State v. Oren

Annotate this Case
STATE_V_OREN.93-337; 162 Vt. 331; 647 A.2d 1009

[Opinion Filed July 1, 1994]


 NOTICE:  This opinion is subject to motions for reargument under V.R.A.P. 40
 as well as formal revision before publication in the Vermont Reports.
 Readers are requested to notify the Reporter of Decisions, Vermont Supreme
 Court, 109 State Street, Montpelier, Vermont 05609-0801 of any errors in
 order that corrections may be made before this opinion goes to press.


                                 No. 93-337


 State of Vermont                             Supreme Court

                                              On Appeal from
      v.                                      District Court of Vermont,
                                              Unit No. 3, Washington Circuit

 Wanita L. Oren                               May Term, 1994




 Linda Levitt, J.

 Jeffrey L. Amestoy, Attorney General, and David Tartter, Assistant Attorney
   General, Montpelier, for plaintiff-appellee

 Charles S. Martin of Martin & Paolini, P.C., Barre, for defendant-appellant


 PRESENT:  Allen, C.J., Gibson, Dooley, Morse and Johnson, JJ.


      ALLEN, C.J.  Defendant Wanita Oren appeals her conviction following a
 jury trial for hindering a law-enforcement officer, 13 V.S.A. { 3001.  We
 affirm.
      Around 6:00 in the evening of February 8, 1989, a Washington County
 deputy sheriff went to the Northfield home of defendant and her husband to
 serve civil process.  The deputy was not wearing a uniform and drove an
 unmarked Sheriff's Department cruiser.  She was accompanied by her fourteen-
 year-old son.  The deputy proceeded past the gate at the entrance to
 defendant's farm and down the access road to the dooryard just outside the
 house.  Defendant drove up in a pickup truck and parked so to block the

 

 deputy's exit, and then ran toward the deputy's car.  Screaming obscenities,
 defendant accused the deputy of trespassing and demanded identification.

(Stored entries)
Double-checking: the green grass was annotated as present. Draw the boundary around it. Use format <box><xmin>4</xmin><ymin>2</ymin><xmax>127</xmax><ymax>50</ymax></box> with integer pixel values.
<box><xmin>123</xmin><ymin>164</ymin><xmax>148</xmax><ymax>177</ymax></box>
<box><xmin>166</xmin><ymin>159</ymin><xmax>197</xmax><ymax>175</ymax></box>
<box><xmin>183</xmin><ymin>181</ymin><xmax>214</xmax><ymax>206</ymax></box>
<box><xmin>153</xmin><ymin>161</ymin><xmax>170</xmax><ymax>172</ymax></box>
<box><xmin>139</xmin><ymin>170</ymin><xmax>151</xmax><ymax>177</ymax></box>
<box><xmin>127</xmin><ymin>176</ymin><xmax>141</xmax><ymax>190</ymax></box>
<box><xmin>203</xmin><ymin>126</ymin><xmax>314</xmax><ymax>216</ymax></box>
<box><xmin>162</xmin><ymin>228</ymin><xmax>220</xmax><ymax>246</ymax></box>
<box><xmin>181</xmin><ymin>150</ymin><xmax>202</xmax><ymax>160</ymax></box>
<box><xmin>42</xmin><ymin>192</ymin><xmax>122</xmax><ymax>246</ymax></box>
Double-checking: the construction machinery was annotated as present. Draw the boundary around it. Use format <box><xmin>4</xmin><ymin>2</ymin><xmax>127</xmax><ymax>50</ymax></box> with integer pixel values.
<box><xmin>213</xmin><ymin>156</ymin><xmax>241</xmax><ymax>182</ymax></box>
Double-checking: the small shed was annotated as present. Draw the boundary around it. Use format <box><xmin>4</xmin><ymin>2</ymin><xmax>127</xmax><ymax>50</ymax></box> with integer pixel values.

◆ **What you need to do**
Reproduce verbatim the passage of the State v. Oren opinion above, everything from "Wanita L. Oren" down to "and Johnson, JJ.".

◆ **Exercise output**
Wanita L. Oren                               May Term, 1994




 Linda Levitt, J.

 Jeffrey L. Amestoy, Attorney General, and David Tartter, Assistant Attorney
   General, Montpelier, for plaintiff-appellee

 Charles S. Martin of Martin & Paolini, P.C., Barre, for defendant-appellant


 PRESENT:  Allen, C.J., Gibson, Dooley, Morse and Johnson, JJ.